__TASK TO CARRY OUT__:
Could you return all of the entries word for word, minus any pictures?

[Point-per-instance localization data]
======
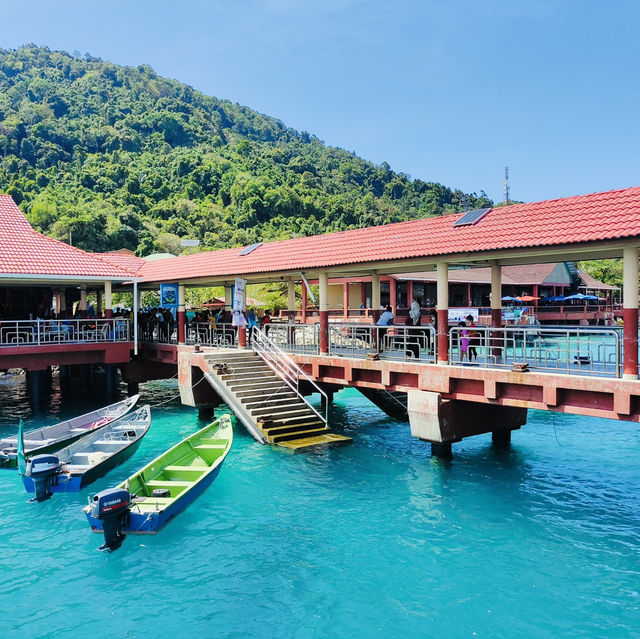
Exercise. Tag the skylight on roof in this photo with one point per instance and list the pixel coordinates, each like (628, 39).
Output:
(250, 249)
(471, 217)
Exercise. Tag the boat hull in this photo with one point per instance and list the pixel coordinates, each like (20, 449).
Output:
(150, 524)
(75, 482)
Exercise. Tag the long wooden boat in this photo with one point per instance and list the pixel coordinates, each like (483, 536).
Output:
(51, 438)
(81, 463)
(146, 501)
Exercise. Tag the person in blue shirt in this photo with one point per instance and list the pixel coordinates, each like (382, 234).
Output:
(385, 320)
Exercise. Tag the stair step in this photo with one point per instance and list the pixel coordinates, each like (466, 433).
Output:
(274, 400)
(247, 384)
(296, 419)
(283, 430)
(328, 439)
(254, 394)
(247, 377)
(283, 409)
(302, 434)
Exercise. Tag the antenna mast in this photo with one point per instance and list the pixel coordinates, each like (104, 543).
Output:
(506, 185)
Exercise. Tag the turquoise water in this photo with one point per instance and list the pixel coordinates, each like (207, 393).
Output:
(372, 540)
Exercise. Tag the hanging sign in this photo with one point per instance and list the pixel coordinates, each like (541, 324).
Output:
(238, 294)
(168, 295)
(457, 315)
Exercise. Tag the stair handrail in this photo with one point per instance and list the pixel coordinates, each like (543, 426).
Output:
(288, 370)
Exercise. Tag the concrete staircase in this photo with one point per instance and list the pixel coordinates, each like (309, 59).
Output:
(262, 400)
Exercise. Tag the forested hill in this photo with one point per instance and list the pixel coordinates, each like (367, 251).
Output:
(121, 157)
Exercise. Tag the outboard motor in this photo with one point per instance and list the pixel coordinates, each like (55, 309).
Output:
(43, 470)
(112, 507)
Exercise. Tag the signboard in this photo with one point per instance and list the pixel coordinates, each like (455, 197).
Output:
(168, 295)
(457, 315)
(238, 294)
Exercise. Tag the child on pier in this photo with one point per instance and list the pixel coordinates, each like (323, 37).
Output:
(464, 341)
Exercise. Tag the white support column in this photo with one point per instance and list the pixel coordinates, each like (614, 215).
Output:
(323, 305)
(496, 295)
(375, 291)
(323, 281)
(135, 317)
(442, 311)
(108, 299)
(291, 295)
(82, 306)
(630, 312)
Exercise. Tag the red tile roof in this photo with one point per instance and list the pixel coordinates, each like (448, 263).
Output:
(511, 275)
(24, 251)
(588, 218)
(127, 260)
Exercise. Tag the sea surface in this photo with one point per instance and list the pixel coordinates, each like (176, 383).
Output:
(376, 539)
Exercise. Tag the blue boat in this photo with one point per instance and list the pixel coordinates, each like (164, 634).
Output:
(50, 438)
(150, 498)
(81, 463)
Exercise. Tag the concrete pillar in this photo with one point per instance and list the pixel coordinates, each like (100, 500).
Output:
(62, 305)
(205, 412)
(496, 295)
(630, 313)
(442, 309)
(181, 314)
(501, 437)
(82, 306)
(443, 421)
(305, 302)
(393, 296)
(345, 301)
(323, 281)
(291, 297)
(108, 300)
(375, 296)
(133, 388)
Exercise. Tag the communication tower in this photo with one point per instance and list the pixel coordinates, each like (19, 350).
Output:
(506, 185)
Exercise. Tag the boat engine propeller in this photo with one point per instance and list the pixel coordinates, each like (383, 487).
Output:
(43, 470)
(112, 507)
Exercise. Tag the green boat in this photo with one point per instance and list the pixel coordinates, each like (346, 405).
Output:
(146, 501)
======
__OUTPUT FOR THIS EXERCISE__:
Exercise. Tag the skylight on roof in this photo with one point per instance and list the pixel coordinates, each like (628, 39).
Output:
(250, 249)
(471, 217)
Exercise. Tag the boat hull in this photo with one point per instance and list the pixel coordinates, each like (20, 449).
Output:
(150, 524)
(75, 482)
Exercise. Tag the long wooden boat in this photo with one point per instance and list the pixel coordinates, each like (483, 536).
Output:
(51, 438)
(81, 463)
(146, 501)
Exercise. Tag the person in blue shirt in this photo with one point per instance and list the pixel coordinates, each like (382, 234).
Output:
(385, 320)
Exercise. Tag the stair step in this photo with one point per instance and list the pixel coordinates, each like (466, 433).
Output:
(274, 400)
(247, 384)
(296, 419)
(283, 430)
(328, 439)
(254, 394)
(247, 377)
(283, 409)
(302, 434)
Exercise. Tag the antenna mast in this photo with one point per instance and list the pixel coordinates, each like (104, 543).
Output:
(506, 185)
Exercise. Tag the turquoise water in this photo with one point per instance and list the pixel coordinates, each like (207, 393).
Output:
(372, 540)
Exercise. Tag the hanging sign in this photo with one point per instance and list the pixel coordinates, each like (541, 324).
Output:
(238, 294)
(168, 295)
(457, 315)
Exercise. Tag the stair handrail in this photo with one point per instance and list the pixel coordinates, each like (543, 426).
Output:
(288, 370)
Exercise. Tag the concrete staircase in this photo with one point per instance and list the pixel coordinates, each like (309, 59).
Output:
(262, 400)
Exercise. Tag the forested hill in this photo with one point per instance and list the pixel coordinates, each like (367, 251).
Output:
(121, 157)
Exercise. Tag the outboard motor in this photo with one point per instance and list the pixel coordinates, each like (55, 309).
Output:
(43, 470)
(112, 507)
Exercise. Tag the signboard in this photo with one point per instance and list the pixel coordinates, each like (455, 197).
Output:
(168, 295)
(457, 315)
(238, 294)
Exercise. Tag the child on pier in this photo with one point per instance and list the pixel coordinates, each like (323, 37).
Output:
(464, 341)
Exercise. Tag the white support column in this photo with one point per instance and list the pixel coordinates, each like (614, 215).
Output:
(323, 305)
(496, 295)
(375, 291)
(323, 281)
(135, 317)
(442, 311)
(108, 299)
(291, 295)
(82, 306)
(630, 312)
Exercise. Tag the red tile roof in this photo with one point per instance and list the pixel coordinates, each like (448, 263).
Output:
(511, 275)
(24, 251)
(588, 218)
(127, 260)
Exercise. Tag the sea surface in this photo with one point per instance and list the pixel coordinates, each like (176, 383).
Output:
(376, 539)
Exercise. Tag the blue boat in this photo with one point per instance and list the pixel coordinates, each like (164, 634).
Output:
(50, 438)
(150, 498)
(81, 463)
Exercise. Tag the concrete pillar in this photo with one point per instance and list the pixel coordinates, each like (100, 500).
Output:
(62, 305)
(205, 412)
(496, 295)
(630, 313)
(442, 309)
(181, 314)
(501, 437)
(82, 306)
(443, 421)
(305, 302)
(393, 296)
(345, 301)
(323, 281)
(291, 297)
(108, 300)
(375, 296)
(133, 388)
Exercise. Tag the communication tower in this photo with one point per instance and list the pixel coordinates, each like (19, 350).
Output:
(506, 185)
Exercise. Tag the boat engine propeller in this photo with one point per instance and list the pixel coordinates, each like (383, 487).
Output:
(43, 470)
(112, 507)
Exercise. Tag the green boat in this photo with one point per instance and list the pixel coordinates, each like (346, 405).
Output:
(146, 501)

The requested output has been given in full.